The Foreign and Commonwealth Office (FCO) has advised against all-but-essential travel to China and is urging UK citizens to leave the country, while several airlines have suspended flights and tour operators are cancelling trips. Here’s what UK travellers on current trips, or booked on future trips, need to know.
On 28 January, the FCO upgraded its advice to urge against all-but-essential travel to mainland China (excluding Hong Kong and Macau). It continues to advise against all travel to Hubei province, the epicentre of the Coronavirus outbreak. Given the evolving situation, travellers should continue to check the latest FCO advice before travelling.
For UK citizens currently in China, FCO advice is to leave as soon as possible – as it is likely to become harder to access departure options in coming weeks. In a statement on Tuesday, foreign secretary Dominic Raab said: “The safety and security of British people will always be our top priority. As such, we now advise British nationals in China to leave the country if they can, to minimise their risk of exposure to the virus. Where there are still British nationals in Hubei province who wish to be evacuated, we will continue to work around the clock to facilitate this. ”
UK operators British Airways and Virgin Atlantic have suspended flights to and from mainland China, as have other airlines, including Air France, Delta, United, American Airlines, Qatar Airways and Oman Air. Others are operating with reduced frequency. Commercial airlines still operating flights to the UK include Air China, Aeroflot and Emirates.
As part of government-imposed restrictions on movement within China some provincial highways and inter-city high-speed rail lines have been closed, and there is tighter control on entry and exit to villages and townships across the country, and restrictions on movement within some cities and municipalities, including Chongqing.
January and February are considered low season for UK visitors to China, with the majority of UK tour operators we asked saying they either don’t have customers in the country or have already helped people fly home, or reroute trips. Tour operators have said they are cancelling trips due to depart in the next few months and are offering refunds, alternative dates or rerouting.
Wendy Wu Tours, one of the UK’s leading specialist tour operators to China, said it did not have any customers in China, and anyone due to travel in February had been contacted with alternative options. Those travelling between March and June have the option to choose a later date or an alternative tour, without an amendment fee – although cancellation fees apply. The company is confident there will not be any long-term impact on business, after seeing increased interest after the 2002–04 Sars outbreak.
Asia specialist the Dragon Trip, which launched in 2011 offering group holidays in China, said it doesn’thave any clients in China at the moment, and trips departing before 15 April have been cancelled, with a full refund, or the opportunity to change to a later date or alternative location. Japan and South Korea are proving popular alternatives. The company is confident that once the virus is under control and the FCO downgrades advice, tourism will bounce back.
G Adventures has cancelled all departures to China up to and including 31 March, giving travellers the option to postpone, transfer to an alterative tour, or cancel and receive a full refund. Trailfinders has cancelled all trips until 30 April, is supporting those already in the country and is offering anyone with tours already booked alternative tours without amendment fees. Other tour operators, including Rickshaw and STA, advise travellers with trips booked to contact them for options to reroute on a case-by-case basis.
In instances where tour operators do not offer a full refund, some travel policies may cover cancellation or curtailment – but many exclude outbreaks of viruses. However, the large number of cancelled flights, combined with restrictions in and out of affected areas, means some travel policies could still pay out.

Data ::

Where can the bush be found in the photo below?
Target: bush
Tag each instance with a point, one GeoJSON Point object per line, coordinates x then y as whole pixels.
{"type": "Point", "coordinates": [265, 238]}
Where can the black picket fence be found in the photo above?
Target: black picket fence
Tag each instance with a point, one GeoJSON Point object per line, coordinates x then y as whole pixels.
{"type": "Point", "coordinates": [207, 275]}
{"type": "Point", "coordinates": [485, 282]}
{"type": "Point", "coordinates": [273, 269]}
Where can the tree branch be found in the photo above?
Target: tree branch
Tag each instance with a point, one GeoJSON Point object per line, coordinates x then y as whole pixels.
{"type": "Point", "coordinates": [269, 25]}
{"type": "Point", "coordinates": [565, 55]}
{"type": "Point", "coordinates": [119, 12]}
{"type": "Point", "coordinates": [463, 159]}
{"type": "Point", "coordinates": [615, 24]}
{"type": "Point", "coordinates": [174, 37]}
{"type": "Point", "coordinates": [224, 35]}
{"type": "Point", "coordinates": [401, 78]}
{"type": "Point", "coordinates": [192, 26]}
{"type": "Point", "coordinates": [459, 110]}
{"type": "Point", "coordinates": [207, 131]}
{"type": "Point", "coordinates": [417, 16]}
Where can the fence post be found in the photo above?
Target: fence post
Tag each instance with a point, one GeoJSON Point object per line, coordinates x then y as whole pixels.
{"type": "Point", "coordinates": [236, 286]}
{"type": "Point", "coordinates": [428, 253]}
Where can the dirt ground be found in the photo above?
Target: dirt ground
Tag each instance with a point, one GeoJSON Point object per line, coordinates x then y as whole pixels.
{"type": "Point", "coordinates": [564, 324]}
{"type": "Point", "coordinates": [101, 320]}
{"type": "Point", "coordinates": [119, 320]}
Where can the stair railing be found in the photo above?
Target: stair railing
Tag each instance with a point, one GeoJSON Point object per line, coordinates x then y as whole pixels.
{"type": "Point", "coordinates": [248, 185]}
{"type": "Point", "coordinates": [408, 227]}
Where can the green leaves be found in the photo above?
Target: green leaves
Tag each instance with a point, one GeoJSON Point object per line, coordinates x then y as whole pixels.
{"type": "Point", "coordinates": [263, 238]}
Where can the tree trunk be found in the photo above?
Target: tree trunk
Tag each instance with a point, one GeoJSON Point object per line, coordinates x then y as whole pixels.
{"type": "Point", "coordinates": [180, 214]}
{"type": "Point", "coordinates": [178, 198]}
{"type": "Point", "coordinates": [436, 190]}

Problems and tasks ::
1. Using the China travel advice article above, decide whether each statement agrees with it, answering yes or no and quoting the deciding words: (a) The FCO advises against all travel to Hubei province. (b) Trailfinders has cancelled all trips until 31 March. (c) Wendy Wu Tours charges no cancellation fees for trips between March and June.
2. Echo the part of the China travel advice article starting at "The Foreign and" and ending at "advice before travelling.".

Answers to the tasks ::
1.
(a) Yes: "It continues to advise against all travel to Hubei province"
(b) No: "Trailfinders has cancelled all trips until 30 April"
(c) No: "without an amendment fee – although cancellation fees apply"

2.
The Foreign and Commonwealth Office (FCO) has advised against all-but-essential travel to China and is urging UK citizens to leave the country, while several airlines have suspended flights and tour operators are cancelling trips. Here’s what UK travellers on current trips, or booked on future trips, need to know.
On 28 January, the FCO upgraded its advice to urge against all-but-essential travel to mainland China (excluding Hong Kong and Macau). It continues to advise against all travel to Hubei province, the epicentre of the Coronavirus outbreak. Given the evolving situation, travellers should continue to check the latest FCO advice before travelling.